#### [Task to carry out]
Output only the lines from the one holding "Task: point out each instance of the hair" to the end of the data below, please, copied exactly.

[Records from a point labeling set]
+++
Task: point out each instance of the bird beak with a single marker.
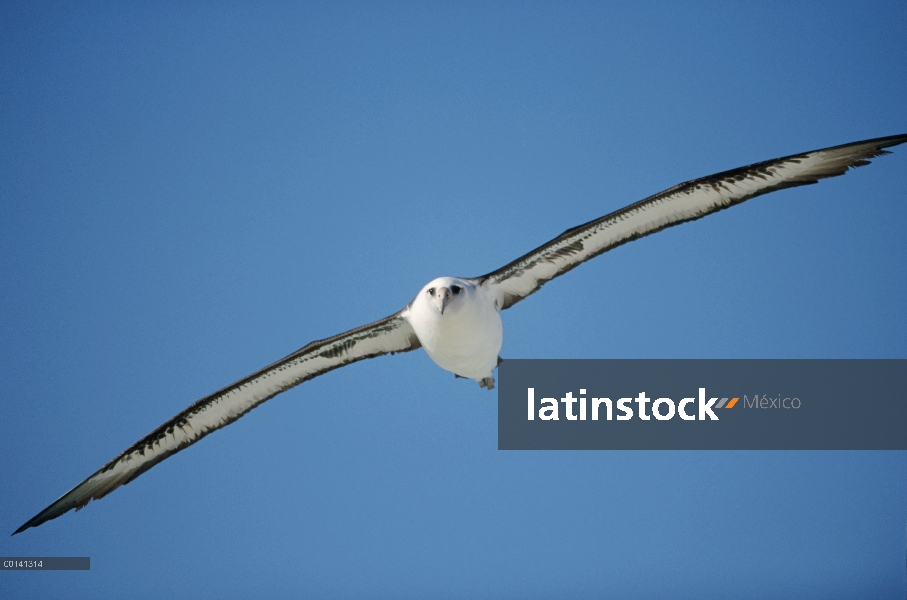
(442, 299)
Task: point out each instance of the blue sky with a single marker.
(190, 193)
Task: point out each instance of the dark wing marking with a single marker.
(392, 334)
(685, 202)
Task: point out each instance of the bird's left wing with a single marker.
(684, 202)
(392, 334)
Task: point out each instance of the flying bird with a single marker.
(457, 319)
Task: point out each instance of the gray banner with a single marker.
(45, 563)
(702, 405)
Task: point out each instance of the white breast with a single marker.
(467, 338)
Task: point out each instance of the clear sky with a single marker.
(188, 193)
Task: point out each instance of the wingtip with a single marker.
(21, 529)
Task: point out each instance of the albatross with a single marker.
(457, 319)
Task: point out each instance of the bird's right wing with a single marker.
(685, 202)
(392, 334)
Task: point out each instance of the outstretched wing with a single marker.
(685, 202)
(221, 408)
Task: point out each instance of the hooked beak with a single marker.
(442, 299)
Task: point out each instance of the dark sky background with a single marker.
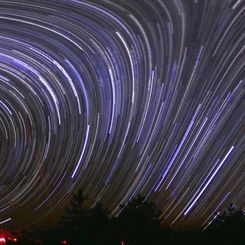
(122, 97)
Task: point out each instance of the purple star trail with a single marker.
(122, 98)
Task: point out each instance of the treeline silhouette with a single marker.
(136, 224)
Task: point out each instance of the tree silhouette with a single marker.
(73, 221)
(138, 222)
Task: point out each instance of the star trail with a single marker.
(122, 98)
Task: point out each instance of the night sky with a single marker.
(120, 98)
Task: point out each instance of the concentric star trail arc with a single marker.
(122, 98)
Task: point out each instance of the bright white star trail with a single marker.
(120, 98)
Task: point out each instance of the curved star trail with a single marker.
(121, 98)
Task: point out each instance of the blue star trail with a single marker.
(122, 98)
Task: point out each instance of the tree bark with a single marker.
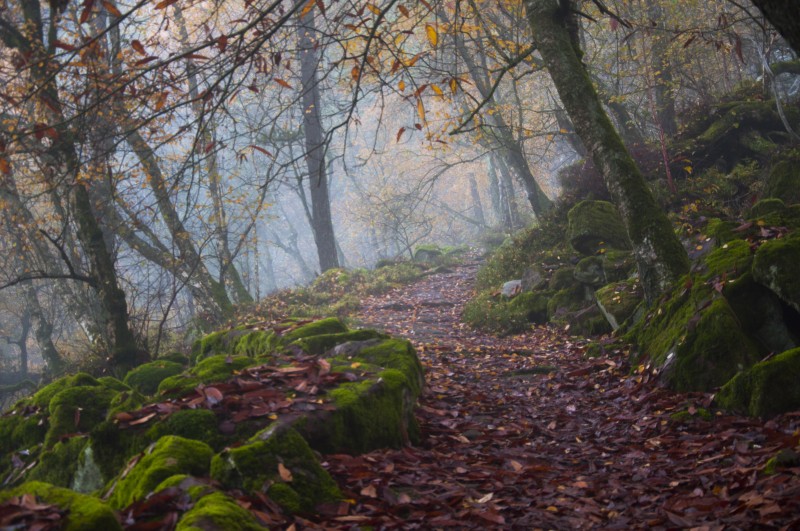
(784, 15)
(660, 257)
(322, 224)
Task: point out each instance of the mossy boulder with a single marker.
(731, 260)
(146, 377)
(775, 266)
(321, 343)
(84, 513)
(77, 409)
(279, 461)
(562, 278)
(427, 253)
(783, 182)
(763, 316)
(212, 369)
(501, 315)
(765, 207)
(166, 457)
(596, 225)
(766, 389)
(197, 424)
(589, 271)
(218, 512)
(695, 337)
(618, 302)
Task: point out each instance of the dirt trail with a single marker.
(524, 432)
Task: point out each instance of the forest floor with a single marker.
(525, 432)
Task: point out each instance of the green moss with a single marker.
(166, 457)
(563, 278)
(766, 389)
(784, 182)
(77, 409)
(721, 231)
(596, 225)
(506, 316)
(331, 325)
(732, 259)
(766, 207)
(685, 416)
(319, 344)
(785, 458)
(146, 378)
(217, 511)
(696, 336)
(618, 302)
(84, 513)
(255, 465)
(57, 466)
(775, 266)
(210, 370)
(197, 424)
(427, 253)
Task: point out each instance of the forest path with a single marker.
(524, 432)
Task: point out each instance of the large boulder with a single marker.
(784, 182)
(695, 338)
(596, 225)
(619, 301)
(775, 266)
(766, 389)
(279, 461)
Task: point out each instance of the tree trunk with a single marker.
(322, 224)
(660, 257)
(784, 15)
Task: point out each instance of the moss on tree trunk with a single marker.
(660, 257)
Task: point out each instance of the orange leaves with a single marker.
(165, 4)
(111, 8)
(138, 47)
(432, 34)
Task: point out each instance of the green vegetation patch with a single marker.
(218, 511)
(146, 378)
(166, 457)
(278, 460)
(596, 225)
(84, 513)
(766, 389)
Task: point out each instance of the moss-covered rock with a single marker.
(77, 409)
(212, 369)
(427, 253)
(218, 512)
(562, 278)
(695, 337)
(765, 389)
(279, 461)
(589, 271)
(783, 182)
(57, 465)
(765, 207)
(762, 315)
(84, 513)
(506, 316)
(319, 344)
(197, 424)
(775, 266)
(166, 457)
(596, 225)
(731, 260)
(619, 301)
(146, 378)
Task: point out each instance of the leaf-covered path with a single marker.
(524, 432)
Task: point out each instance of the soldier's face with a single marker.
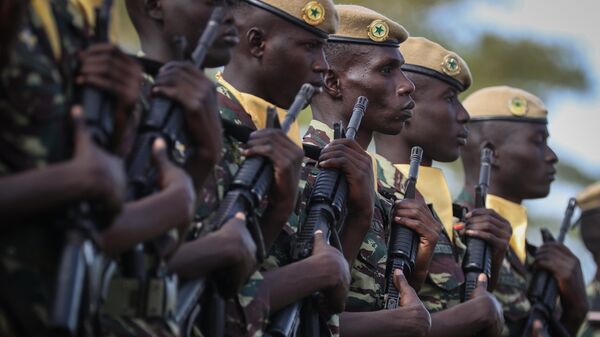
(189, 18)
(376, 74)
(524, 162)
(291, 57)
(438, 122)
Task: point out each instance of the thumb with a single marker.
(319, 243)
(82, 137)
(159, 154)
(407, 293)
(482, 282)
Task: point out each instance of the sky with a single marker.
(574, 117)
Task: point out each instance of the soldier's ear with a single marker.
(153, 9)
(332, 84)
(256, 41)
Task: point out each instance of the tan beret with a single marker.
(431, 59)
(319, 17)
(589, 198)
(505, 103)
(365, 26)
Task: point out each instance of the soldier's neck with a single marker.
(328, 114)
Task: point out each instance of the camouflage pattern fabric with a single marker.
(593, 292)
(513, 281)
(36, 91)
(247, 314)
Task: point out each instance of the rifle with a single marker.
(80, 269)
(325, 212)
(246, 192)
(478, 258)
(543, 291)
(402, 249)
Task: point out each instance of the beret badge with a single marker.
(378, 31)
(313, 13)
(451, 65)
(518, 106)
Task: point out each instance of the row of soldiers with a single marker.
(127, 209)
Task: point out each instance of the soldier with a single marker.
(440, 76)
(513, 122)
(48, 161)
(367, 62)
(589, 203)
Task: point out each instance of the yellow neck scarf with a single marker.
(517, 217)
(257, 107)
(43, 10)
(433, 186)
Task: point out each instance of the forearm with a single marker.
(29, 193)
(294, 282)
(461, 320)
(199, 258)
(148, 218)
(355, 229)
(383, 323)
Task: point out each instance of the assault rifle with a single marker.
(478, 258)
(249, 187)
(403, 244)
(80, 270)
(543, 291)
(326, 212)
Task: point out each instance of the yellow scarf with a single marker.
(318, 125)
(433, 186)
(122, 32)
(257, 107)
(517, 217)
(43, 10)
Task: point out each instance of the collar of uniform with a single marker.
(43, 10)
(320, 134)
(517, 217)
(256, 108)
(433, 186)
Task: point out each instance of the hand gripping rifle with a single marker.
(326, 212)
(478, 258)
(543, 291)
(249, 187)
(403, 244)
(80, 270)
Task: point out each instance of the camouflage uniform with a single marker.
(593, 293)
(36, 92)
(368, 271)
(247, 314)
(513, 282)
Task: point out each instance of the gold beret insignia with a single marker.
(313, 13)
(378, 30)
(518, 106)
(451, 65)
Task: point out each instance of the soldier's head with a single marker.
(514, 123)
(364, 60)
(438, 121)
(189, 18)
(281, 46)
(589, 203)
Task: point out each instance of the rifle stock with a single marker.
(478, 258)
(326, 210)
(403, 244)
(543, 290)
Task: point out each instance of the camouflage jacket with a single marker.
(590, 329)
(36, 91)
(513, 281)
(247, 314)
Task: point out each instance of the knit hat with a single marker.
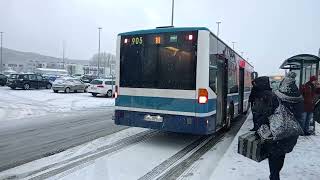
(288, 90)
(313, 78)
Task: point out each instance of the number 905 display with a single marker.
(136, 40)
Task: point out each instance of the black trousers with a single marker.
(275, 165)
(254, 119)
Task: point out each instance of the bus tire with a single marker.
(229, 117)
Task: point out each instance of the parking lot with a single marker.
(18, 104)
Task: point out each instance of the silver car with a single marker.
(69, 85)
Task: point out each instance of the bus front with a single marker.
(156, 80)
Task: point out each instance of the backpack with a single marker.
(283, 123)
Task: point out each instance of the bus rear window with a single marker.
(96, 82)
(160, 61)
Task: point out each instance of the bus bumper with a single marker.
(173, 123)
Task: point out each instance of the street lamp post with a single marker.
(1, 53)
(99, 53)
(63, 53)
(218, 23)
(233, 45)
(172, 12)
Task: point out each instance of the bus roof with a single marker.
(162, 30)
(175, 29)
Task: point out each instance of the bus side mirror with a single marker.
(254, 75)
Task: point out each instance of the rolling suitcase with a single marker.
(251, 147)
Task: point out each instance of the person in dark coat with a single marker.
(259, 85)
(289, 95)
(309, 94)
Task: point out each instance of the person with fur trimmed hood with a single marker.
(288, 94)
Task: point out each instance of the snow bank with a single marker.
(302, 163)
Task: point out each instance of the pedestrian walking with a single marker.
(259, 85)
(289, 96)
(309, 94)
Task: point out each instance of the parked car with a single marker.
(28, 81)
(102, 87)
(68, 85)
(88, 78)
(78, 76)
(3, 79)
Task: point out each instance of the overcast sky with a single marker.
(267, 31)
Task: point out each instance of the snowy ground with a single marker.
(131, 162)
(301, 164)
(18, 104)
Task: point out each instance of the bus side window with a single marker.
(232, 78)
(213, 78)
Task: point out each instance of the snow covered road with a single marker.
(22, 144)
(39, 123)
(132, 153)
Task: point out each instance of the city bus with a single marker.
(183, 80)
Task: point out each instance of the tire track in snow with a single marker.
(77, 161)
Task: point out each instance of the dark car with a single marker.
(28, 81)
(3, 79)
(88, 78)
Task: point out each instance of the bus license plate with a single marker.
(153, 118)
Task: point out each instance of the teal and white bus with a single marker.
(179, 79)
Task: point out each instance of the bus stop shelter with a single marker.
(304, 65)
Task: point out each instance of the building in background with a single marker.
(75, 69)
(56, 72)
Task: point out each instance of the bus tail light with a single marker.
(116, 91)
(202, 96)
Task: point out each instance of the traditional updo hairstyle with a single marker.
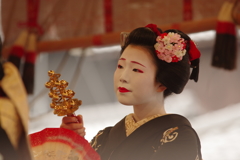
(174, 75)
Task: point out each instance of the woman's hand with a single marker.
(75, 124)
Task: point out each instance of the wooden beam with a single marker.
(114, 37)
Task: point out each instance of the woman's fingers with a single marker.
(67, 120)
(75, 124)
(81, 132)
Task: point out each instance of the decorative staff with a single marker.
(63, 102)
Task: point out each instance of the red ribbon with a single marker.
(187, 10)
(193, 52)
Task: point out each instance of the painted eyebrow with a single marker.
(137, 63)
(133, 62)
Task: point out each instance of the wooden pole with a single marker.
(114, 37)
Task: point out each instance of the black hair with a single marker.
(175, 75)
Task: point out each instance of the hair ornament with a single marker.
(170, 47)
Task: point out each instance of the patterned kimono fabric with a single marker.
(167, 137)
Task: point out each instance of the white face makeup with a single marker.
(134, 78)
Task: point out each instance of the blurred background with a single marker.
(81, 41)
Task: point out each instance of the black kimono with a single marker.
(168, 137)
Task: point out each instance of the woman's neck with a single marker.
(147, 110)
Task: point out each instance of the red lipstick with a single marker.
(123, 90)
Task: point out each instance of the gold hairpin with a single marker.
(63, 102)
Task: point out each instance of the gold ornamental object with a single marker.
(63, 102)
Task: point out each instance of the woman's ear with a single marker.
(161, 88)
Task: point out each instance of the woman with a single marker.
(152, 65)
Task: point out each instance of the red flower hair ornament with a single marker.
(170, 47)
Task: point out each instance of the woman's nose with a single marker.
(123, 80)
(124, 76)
+++
#### [Task solution]
Task: point out each instance of the hair ornament with a single marker.
(170, 47)
Task: point out each instance of the patterned kimono fabric with a single marker.
(167, 137)
Task: point out each instance of the white face makeup with a single marker.
(134, 78)
Task: point out each instance of the blurred background with a single marker.
(81, 41)
Task: point out each instance of the black kimono with a single marker.
(168, 137)
Task: point out each instance of the woman's neck with a single marker.
(147, 110)
Task: point out each instance of the red lipstick with a single marker.
(123, 90)
Task: point out each instance of the gold hairpin with a single marker.
(63, 102)
Task: point out each instance of the gold ornamental object with a single marker.
(63, 102)
Task: point out each instance of the woman's ear with a single marker.
(161, 88)
Task: point out each instance of the woman with a single marker.
(152, 65)
Task: point out each instance of the red flower hair ornament with a single marker.
(170, 47)
Task: point out each instance of the woman's nose with a single marker.
(123, 80)
(124, 76)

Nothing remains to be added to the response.